Please return every line of the records that contains the word "dark".

═══ PROVIDED RECORDS ═══

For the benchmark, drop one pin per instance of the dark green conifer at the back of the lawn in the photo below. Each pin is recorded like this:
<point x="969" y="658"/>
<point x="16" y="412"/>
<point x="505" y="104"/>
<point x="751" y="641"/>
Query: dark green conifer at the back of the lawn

═══

REPLY -
For the benchmark, drop one pin per instance of the dark green conifer at the back of the lawn in the photo below. Each pin is recorded like this:
Query: dark green conifer at the back of the lawn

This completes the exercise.